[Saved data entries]
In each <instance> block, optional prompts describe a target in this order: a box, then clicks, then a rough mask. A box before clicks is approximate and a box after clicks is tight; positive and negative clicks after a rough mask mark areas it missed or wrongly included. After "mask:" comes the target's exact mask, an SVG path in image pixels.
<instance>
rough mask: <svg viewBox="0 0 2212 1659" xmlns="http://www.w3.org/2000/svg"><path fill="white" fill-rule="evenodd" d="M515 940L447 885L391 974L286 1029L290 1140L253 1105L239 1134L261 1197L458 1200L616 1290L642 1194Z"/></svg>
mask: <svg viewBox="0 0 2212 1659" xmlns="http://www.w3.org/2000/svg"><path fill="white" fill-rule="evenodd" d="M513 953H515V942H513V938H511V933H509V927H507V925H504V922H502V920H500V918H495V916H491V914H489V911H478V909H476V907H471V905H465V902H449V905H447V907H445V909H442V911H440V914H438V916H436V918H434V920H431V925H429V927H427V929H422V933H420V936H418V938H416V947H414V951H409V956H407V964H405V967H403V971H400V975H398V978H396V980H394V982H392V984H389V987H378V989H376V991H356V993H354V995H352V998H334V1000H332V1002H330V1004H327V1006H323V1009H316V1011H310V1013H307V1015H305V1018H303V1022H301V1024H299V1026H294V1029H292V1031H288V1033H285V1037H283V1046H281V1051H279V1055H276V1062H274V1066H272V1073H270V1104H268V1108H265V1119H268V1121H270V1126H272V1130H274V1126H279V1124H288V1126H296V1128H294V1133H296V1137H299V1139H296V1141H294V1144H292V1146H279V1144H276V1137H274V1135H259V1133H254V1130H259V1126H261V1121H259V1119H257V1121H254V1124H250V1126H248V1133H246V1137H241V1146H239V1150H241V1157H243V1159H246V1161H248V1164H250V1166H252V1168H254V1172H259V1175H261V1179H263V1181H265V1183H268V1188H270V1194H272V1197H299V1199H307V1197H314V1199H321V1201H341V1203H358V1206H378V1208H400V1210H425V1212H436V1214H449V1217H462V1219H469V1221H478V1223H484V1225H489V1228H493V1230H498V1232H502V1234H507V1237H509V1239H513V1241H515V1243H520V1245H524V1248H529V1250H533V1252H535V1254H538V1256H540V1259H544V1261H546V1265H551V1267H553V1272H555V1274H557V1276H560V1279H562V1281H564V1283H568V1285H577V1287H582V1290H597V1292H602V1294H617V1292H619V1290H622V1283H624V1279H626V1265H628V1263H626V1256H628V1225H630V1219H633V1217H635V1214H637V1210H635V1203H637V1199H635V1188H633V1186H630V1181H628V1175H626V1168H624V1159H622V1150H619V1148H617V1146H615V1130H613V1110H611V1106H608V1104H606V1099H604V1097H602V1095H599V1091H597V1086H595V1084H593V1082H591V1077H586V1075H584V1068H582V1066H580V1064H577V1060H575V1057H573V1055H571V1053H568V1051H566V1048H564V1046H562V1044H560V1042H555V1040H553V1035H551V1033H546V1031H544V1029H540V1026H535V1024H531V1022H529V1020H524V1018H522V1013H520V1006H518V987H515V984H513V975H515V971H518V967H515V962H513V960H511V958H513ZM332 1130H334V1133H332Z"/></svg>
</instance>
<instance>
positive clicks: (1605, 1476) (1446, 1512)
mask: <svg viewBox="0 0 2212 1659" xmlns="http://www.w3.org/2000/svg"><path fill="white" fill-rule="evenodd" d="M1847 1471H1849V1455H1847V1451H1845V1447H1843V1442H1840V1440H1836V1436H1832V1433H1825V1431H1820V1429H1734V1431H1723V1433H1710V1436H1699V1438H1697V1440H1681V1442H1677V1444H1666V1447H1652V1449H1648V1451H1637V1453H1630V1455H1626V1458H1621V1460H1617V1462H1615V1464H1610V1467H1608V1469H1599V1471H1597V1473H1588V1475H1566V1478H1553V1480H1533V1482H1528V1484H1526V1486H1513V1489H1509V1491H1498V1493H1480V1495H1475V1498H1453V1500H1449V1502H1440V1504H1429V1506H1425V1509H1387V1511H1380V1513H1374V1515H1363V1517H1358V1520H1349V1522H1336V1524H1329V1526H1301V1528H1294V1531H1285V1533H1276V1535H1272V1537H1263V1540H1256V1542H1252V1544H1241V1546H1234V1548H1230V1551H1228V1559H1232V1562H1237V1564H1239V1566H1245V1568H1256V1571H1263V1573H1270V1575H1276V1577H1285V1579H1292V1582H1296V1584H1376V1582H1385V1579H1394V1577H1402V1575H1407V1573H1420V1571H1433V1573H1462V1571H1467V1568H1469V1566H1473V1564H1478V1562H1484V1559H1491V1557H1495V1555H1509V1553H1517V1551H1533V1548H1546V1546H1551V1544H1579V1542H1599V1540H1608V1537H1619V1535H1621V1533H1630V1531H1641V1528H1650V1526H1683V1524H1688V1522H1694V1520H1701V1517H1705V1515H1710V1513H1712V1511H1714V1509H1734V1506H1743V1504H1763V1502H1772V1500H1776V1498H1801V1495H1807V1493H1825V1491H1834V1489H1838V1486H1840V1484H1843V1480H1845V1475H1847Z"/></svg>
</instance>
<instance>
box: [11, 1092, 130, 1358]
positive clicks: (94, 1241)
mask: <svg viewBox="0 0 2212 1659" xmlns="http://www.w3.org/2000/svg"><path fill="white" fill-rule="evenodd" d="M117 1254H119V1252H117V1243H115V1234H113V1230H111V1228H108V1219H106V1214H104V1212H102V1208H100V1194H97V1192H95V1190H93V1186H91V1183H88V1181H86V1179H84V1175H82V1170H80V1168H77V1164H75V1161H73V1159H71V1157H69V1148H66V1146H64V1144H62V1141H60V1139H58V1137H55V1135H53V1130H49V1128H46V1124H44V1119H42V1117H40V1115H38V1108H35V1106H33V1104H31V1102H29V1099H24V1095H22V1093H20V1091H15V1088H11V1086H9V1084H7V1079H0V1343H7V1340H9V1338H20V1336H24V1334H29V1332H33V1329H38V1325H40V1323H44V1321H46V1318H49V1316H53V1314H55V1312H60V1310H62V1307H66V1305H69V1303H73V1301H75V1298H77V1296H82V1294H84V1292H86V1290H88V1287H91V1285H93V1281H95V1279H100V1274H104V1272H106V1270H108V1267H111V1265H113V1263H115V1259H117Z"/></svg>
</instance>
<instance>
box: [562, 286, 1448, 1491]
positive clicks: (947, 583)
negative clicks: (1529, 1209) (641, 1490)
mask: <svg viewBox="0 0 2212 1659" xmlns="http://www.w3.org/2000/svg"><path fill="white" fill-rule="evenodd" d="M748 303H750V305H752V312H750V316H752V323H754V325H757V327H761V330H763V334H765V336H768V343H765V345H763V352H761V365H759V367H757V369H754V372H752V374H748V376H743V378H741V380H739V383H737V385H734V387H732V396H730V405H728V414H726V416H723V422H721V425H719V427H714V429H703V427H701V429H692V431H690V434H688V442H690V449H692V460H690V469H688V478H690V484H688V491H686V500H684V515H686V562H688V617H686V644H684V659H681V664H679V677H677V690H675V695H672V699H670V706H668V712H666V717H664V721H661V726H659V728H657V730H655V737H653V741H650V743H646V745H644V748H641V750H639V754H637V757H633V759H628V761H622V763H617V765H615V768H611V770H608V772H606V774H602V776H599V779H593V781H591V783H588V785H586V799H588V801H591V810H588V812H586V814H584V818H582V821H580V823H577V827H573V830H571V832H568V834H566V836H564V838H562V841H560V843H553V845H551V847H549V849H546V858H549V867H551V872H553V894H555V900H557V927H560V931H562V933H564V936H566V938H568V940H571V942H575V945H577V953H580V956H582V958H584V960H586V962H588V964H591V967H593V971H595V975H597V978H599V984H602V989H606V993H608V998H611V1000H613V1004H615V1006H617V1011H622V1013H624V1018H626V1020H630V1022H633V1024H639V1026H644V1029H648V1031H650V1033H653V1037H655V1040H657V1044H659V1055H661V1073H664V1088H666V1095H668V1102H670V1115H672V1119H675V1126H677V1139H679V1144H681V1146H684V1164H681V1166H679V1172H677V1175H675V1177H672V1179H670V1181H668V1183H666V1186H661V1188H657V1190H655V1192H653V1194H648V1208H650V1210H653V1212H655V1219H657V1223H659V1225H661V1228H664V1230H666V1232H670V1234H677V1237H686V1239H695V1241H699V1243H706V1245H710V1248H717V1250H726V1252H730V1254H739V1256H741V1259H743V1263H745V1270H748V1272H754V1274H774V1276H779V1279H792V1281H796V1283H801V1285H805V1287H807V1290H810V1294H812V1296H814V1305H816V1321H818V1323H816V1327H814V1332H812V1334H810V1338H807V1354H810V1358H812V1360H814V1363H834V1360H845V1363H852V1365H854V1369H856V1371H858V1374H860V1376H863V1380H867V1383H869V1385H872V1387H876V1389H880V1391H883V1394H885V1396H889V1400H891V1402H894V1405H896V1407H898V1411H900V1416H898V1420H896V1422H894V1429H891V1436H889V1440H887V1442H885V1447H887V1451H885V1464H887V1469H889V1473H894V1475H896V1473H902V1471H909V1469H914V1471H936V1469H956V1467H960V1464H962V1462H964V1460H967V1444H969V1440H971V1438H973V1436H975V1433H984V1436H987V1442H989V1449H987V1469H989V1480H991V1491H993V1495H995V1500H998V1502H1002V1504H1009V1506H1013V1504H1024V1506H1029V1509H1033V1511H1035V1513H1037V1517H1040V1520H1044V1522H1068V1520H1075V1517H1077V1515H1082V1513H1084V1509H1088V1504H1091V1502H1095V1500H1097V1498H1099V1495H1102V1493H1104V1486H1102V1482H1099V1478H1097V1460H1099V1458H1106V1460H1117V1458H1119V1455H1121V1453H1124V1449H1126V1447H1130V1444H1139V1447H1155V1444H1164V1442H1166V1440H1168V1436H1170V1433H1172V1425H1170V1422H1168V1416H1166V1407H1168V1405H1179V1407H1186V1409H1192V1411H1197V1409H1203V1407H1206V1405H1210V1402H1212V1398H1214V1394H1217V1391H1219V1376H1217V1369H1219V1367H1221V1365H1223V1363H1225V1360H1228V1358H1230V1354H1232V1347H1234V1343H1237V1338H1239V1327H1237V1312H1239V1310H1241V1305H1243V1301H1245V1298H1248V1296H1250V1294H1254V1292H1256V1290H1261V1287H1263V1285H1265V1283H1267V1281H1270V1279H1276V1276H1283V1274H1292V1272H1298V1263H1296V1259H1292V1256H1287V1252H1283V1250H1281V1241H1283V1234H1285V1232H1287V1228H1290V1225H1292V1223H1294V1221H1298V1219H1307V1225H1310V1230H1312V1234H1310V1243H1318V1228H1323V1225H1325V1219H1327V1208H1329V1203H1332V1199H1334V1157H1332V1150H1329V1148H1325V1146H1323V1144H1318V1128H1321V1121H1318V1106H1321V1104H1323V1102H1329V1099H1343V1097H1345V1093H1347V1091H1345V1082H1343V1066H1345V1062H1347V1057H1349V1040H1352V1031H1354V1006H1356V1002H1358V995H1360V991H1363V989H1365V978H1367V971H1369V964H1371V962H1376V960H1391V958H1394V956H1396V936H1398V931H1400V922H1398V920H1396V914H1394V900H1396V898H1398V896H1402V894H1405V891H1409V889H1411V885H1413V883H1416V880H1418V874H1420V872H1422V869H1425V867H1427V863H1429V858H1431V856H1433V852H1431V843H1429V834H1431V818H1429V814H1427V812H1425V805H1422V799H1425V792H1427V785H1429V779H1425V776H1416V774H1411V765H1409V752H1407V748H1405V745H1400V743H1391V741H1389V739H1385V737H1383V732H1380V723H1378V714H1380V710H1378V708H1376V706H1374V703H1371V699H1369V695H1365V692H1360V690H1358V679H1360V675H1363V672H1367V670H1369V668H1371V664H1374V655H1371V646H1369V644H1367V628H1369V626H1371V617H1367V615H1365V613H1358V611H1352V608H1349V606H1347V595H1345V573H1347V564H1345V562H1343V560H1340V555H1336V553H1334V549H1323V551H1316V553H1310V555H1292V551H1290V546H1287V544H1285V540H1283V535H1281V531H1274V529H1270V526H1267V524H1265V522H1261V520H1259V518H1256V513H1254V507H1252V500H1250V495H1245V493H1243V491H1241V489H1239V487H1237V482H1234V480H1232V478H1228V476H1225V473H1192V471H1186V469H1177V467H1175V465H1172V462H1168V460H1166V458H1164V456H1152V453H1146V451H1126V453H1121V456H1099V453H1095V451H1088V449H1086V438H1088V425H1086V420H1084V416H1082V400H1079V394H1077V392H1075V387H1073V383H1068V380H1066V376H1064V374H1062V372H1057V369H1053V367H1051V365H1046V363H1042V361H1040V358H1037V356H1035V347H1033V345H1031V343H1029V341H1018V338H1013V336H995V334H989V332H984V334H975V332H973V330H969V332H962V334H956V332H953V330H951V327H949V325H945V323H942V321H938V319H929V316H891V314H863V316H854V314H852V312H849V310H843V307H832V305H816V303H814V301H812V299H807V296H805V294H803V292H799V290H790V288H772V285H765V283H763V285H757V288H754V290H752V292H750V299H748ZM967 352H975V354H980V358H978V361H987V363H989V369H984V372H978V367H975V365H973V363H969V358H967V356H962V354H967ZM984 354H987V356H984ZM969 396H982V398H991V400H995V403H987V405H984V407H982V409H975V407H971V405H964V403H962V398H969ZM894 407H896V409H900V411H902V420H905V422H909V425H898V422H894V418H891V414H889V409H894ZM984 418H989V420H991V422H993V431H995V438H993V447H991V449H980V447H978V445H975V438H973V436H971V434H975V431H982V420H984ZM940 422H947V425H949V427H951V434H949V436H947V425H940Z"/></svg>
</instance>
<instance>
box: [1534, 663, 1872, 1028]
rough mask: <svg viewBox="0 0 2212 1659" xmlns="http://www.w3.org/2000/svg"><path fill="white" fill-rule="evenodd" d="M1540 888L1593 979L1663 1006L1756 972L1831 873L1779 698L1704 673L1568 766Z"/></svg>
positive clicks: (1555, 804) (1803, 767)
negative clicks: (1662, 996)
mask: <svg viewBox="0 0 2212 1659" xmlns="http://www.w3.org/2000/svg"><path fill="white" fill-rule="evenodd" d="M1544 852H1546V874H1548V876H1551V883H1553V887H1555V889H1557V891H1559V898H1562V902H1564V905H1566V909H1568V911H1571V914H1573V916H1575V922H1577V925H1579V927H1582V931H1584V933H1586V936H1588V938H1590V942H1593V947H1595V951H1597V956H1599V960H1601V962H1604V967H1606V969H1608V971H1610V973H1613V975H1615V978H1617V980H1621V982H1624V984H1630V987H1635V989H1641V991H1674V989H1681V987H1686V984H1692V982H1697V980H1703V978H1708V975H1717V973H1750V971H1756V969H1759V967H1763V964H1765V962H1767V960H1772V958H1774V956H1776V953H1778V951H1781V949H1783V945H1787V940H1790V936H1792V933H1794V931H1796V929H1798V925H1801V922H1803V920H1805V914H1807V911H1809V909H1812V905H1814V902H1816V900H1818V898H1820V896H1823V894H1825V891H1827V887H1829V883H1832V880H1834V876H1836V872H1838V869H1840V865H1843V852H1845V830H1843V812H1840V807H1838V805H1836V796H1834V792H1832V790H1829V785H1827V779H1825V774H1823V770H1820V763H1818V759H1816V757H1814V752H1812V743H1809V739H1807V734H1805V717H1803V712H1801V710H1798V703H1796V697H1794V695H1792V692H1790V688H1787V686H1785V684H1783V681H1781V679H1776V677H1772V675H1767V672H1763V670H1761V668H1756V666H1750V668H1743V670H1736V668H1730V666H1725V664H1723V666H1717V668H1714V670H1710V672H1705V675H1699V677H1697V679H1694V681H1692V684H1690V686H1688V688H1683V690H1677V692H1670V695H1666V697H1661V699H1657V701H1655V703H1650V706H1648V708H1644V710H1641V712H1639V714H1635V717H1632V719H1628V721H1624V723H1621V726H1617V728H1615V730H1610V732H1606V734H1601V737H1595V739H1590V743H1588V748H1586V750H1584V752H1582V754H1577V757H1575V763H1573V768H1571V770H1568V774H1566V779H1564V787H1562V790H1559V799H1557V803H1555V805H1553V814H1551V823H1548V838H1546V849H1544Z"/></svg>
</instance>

*WHAT TO PRODUCE*. In the lines running from the start of the material through the line that contains "940L447 885L391 974L286", change "rough mask" to "coarse mask" and leave everything else as it is. Give back only those lines.

*RESPONSE*.
In each <instance> block, optional prompts describe a target in this order: a box, then clicks, then a coarse mask. A box before clicks is approximate and a box after clicks is tight; positive and negative clicks after a coarse mask mark areas it missed or wrongly included. After "mask:" comes the target's exact mask, an SVG path in image pixels.
<instance>
coarse mask: <svg viewBox="0 0 2212 1659" xmlns="http://www.w3.org/2000/svg"><path fill="white" fill-rule="evenodd" d="M515 940L447 885L391 974L286 1029L290 1140L253 1105L239 1134L261 1197L458 1200L616 1290L642 1194Z"/></svg>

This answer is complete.